** The task **
Give back all of the records, exactly and completely.

** Dataset excerpts **
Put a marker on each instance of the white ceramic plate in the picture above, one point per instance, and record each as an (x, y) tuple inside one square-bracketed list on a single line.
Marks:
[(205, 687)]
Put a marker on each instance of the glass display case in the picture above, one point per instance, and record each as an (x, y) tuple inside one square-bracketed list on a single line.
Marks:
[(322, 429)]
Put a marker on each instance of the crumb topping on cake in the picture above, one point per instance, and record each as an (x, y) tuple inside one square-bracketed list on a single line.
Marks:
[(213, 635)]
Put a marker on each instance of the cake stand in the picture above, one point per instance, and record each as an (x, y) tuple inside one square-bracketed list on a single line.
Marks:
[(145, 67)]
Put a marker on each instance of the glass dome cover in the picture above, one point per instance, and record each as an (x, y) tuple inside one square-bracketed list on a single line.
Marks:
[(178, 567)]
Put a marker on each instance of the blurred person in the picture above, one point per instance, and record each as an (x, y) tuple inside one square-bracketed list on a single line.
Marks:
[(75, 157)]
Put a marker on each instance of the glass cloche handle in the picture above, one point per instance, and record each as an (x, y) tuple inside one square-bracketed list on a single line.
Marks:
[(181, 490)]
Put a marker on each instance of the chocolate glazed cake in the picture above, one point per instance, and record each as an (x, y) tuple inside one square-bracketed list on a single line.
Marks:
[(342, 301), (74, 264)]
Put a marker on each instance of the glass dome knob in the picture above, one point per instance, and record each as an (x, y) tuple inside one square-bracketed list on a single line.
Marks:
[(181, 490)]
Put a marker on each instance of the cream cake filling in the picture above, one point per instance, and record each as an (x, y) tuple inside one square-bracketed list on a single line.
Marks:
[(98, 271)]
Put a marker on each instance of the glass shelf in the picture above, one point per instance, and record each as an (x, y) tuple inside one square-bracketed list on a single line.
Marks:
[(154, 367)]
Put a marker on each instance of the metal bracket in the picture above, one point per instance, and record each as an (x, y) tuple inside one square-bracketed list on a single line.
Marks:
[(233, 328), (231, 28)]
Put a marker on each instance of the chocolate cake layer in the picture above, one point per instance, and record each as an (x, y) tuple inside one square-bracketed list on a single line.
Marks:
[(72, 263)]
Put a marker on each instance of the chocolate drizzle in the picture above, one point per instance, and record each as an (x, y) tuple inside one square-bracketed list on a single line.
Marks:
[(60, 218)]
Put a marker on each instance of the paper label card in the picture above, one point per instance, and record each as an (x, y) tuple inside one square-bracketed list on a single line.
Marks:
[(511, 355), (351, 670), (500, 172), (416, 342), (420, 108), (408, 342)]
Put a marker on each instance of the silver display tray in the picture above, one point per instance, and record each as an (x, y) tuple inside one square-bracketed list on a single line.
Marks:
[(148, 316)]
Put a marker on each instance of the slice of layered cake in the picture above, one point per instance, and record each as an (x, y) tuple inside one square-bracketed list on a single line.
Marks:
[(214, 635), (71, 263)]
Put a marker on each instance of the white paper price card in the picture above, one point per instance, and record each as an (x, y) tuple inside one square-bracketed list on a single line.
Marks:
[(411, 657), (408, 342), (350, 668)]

** Response **
Put a marker on each instance of the white ceramic plate in the picture above, one point per instance, and record each as an (x, y) tuple inside one square-bracketed list on a single line.
Marks:
[(205, 687)]
Put a marker on each instance of the glass display case in the picture above, one point per instance, and record each as an (x, y) tuple inside one square-bracketed list on a single line.
Marks:
[(322, 429)]
Put a marker on each instance of the crumb topping on cake in the picture above, one point per instance, and record each as an (x, y) tuple inside one square-bracketed list on a single line.
Marks:
[(213, 635)]
Put a marker on each instance of the cake stand in the picture above, one point per instance, and record each as an (x, y) tuple inside one square-bracketed list on a single line.
Marks:
[(145, 67)]
Put a marker on each instance of the glass dome cover in the picture above, one point per instance, and record each as an (x, y) tuple inside one square-bracketed list on a single line.
Marks:
[(178, 567)]
Put a marker on each instance of the blurred person in the picture above, one point per instance, and record each as an (x, y) tuple inside one square-bracketed list on a single line.
Marks:
[(75, 157)]
Put a marker on each instance of the glass cloche handle in the picture above, one point per instance, and record each as an (x, y) tuple inside one square-bracketed list on a single line.
Marks:
[(181, 490)]
Put a marker on each instance of the chocolate glazed cake in the picture above, one point per instance, and record each as an (x, y) tuple inside one square-bracketed list on a single line.
Marks:
[(342, 301), (74, 264)]
Put a marker on each instance of the glass dome knob in the picture above, one point per instance, and record each as an (x, y) tuple inside one square-bracketed list on a single line.
Marks:
[(181, 490)]
Put a marker on each instance of the cream cake filling in the picture above, one point per instance, and record each as an (x, y) tuple inside one square-bracketed list on a single line.
Marks:
[(98, 271)]
Put a marker on each instance of the glass shelf in the picture above, one point per instance, and record each as an (x, y) tuple inside one square-bracketed list on a single line.
Marks:
[(154, 367)]
Put a marker on each instance of the metal bracket in the picture above, one point per instance, and record each as an (x, y) tuple inside one square-bracketed list on a single line.
Marks:
[(233, 328), (231, 28)]
Put a marker on each instance of the chocolate cake layer in the picture above, one point per instance, and record each as an (x, y) tuple inside one square-bracketed list on a single line.
Marks:
[(72, 263)]
Put a marker on each instance of the chocolate drizzle in the picture above, one point per instance, and record each as an (x, y) tuple inside one square-bracketed list on a single line.
Marks:
[(60, 218)]
Put a marker on each instance of the paper label card in the picture above, one point per instance, and record each as an (x, y) tuple inside one square-bracketed list on a single line.
Marks:
[(511, 355), (351, 670), (500, 172), (416, 342), (420, 108), (408, 342)]
Put a marker on each instance of the silver display tray in the picture above, one point per instance, and record each as an (x, y) tuple inside one square-bracketed list on a single line.
Marks:
[(148, 316)]
Put a marker on each instance of the slice of layered cake in the picture above, one point per instance, and record each as an (x, y) tuple inside one square-bracketed list on a single line.
Marks:
[(214, 635), (71, 263)]
Put a marker on each instance of the white paper price card in the picture above, one point per instance, and record each as an (x, y) tuple inside one square-bracketed list on a single line.
Marks:
[(411, 657), (408, 342), (350, 668)]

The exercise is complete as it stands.